▶ **TO DO**:
Take the material and output all of it exactly.

▶ **RECORDS**:
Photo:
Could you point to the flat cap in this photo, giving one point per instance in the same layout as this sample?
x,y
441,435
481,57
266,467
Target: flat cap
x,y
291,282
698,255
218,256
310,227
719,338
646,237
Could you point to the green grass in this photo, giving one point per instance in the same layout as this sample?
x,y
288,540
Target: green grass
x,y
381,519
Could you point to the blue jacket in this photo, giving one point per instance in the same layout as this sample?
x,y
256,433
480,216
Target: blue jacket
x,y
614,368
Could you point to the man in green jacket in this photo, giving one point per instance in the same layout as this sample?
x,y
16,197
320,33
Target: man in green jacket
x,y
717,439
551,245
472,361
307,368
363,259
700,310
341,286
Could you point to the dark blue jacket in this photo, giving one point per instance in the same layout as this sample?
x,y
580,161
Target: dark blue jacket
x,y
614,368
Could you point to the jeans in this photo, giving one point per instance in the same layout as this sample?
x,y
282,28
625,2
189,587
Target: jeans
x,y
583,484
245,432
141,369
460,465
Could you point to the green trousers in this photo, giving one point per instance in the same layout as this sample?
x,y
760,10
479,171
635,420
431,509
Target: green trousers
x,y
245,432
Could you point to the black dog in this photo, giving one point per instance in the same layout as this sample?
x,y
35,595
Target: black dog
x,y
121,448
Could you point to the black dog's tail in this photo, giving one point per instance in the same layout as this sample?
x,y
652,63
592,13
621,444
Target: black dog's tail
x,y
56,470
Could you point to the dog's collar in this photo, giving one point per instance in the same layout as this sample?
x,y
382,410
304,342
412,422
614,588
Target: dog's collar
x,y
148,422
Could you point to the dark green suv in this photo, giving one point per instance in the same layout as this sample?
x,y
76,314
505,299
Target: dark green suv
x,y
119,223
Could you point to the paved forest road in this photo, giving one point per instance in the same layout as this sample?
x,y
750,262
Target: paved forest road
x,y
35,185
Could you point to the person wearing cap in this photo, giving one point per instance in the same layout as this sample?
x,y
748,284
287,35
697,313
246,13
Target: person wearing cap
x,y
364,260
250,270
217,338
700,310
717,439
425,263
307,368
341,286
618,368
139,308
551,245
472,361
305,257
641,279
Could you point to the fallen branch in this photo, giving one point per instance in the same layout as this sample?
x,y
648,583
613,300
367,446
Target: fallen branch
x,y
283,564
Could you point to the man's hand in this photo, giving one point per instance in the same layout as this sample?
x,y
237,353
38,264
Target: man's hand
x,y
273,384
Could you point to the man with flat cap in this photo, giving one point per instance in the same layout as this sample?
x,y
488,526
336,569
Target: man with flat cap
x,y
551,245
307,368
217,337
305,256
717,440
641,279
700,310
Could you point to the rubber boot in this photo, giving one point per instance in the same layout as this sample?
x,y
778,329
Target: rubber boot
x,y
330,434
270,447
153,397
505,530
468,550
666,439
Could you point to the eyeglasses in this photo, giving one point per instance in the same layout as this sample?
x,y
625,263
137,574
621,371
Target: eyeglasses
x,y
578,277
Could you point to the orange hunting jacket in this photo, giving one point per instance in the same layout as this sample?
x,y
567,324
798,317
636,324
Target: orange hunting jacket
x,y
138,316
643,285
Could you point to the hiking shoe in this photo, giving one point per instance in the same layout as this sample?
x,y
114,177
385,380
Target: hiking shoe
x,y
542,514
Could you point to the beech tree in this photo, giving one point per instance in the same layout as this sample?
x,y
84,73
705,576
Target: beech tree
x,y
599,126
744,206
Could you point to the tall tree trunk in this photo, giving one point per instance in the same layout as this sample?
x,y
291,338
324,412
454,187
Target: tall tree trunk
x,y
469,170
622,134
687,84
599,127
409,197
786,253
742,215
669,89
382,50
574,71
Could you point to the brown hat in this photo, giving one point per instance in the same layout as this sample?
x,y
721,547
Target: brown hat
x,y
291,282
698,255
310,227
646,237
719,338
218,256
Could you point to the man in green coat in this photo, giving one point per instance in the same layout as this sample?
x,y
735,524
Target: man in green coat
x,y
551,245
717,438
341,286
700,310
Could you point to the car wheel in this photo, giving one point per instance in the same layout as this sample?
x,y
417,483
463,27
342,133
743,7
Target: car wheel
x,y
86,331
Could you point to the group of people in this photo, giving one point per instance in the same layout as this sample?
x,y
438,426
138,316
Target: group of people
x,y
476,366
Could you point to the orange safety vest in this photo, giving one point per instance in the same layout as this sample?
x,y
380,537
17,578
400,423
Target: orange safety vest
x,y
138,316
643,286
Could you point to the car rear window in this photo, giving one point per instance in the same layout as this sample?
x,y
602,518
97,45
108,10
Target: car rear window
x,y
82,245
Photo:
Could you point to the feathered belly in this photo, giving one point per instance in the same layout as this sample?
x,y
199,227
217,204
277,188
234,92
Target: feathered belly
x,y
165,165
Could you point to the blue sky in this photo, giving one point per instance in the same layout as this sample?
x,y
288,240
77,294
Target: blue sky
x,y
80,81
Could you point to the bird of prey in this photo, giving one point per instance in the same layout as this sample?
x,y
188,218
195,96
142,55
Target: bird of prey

▶ **COMPLETE OUTPUT**:
Photo:
Could you point to the flat cap in this photo, giving one point per instance in the same layout as this sample?
x,y
441,435
481,57
266,467
Target: flat cap
x,y
291,282
698,255
218,256
310,227
719,338
646,237
Could you point to the green grass in this photo, giving one point per instance in the same layout as this sample?
x,y
288,540
Target: green grass
x,y
381,519
Could you point to the blue jacket in this photo, giving one point per instance in the same layout as this sample?
x,y
256,433
480,216
Target: blue jacket
x,y
614,368
Could you point to the man in green jacket in this photo, giving one point per instance in the same layout as this sample?
x,y
16,197
320,33
Target: man in green jacket
x,y
717,439
551,245
472,361
307,368
363,259
700,310
341,286
Could you point to the dark blue jacket in this photo, giving one point per instance in the same layout as this sample?
x,y
580,161
Target: dark blue jacket
x,y
614,368
Could you point to the jeans in this photo, giving one point per instance in the same layout as this sample?
x,y
282,28
625,2
189,587
Target: jeans
x,y
583,484
245,432
141,369
460,465
Could you point to the green trousers in this photo, giving one point per instance in the same layout as this sample?
x,y
760,10
479,171
635,420
431,509
Target: green trousers
x,y
245,432
Could you point to the black dog in this photo, giving one point per instance in the same layout as this sample?
x,y
35,595
Target: black dog
x,y
121,448
Could you point to the black dog's tail in this photo, giving one point per instance in the same layout as this sample?
x,y
652,63
592,13
621,444
Target: black dog's tail
x,y
56,470
Could you point to the dog's collar in this photo, giving one point per instance in the same layout as this sample?
x,y
382,410
304,342
412,422
614,588
Target: dog's collar
x,y
148,422
Could you point to the dark green suv in this photo, giving one point per instance in the same layout as this sample?
x,y
76,314
505,299
Target: dark green suv
x,y
119,223
Could you point to the paved forest road in this photo, giving one point per instance in the same layout as this sample?
x,y
750,262
Target: paved forest road
x,y
35,185
Could you point to the person wearing cap in this photo, giving one point per instance in the same layout as this sample?
x,y
748,284
287,35
697,313
246,13
Target: person wearing cap
x,y
364,260
250,270
217,338
700,310
717,439
425,263
307,368
341,286
618,368
139,308
551,245
472,361
305,257
641,279
Could you point to the fallen branch in this photo, giving one point per instance in the same layout as this sample?
x,y
648,583
613,300
367,446
Target: fallen branch
x,y
283,564
Could you point to the man's hand in this photo, giving one point per instance in the same layout as this sample?
x,y
237,353
38,264
Target: man's hand
x,y
273,384
Could you point to the man with flat cap in this photo, giving one point per instance in the same layout as this sample?
x,y
488,526
336,569
Target: man with flat cap
x,y
551,245
307,368
217,337
305,256
717,440
641,279
700,310
Could you point to the rubber boot in this photo, giving one point per instance in the same layout as this sample?
x,y
778,329
Target: rubber boot
x,y
330,434
270,447
153,397
505,530
468,550
666,439
Could you point to the eyeglasses in this photo, giving one point per instance in the same layout as this sample?
x,y
625,263
137,574
621,371
Target: eyeglasses
x,y
578,277
Could you point to the orange hunting jacket in this photo, giving one point per instance in the same layout as this sample?
x,y
567,324
798,317
636,324
Target: orange hunting jacket
x,y
138,316
643,285
Could you point to the hiking shoe in this photo, giving one point per instance in the same layout as this sample?
x,y
114,177
385,380
Target: hiking shoe
x,y
542,514
Could you point to the beech tree in this photo, giving one point per instance in the same layout as this sample?
x,y
84,73
705,576
Target: beech tree
x,y
599,126
744,206
Could you point to the tall tree trunk in this photo, giving one point per instance in the same layout as this sample?
x,y
291,338
324,412
454,187
Target: tall tree trunk
x,y
469,170
622,134
687,84
599,127
409,197
786,253
742,215
669,89
382,50
574,71
Could you point to the brown hat in this photo, giving one point per instance in the same layout as this sample?
x,y
721,547
Target: brown hat
x,y
291,282
698,255
310,227
646,237
719,338
218,256
Could you point to the man in green coat in this photo, giving one point per instance in the same layout as this sample?
x,y
735,524
Target: man in green coat
x,y
551,245
717,438
341,286
700,310
Could you point to the car wheel in this photo, giving one point per instance in the same layout as this sample?
x,y
417,483
463,27
342,133
743,7
Target: car wheel
x,y
86,331
Could you point to the group of people in this photo, giving one point per instance in the same layout as this sample?
x,y
438,426
138,316
Target: group of people
x,y
476,366
Could you point to the orange safety vest in this photo, giving one point per instance in the same layout as this sample?
x,y
380,537
17,578
400,423
Target: orange safety vest
x,y
138,316
643,286
Could you point to the car rear window in this photo, giving one point per instance in the same layout as this sample?
x,y
602,518
97,45
108,10
Target: car rear window
x,y
82,245
Photo:
Could you point to the feathered belly in this photo, giving one point per instance in the same layout as this sample?
x,y
199,227
217,204
277,188
234,92
Target: feathered belly
x,y
165,165
Could you point to the blue sky in this photo, giving one point per instance in the same layout as this sample?
x,y
288,240
77,294
Target: blue sky
x,y
80,81
Could you point to the bird of prey in this photo, giving one point per instance in the same layout as this sample?
x,y
188,218
195,96
142,55
Target: bird of prey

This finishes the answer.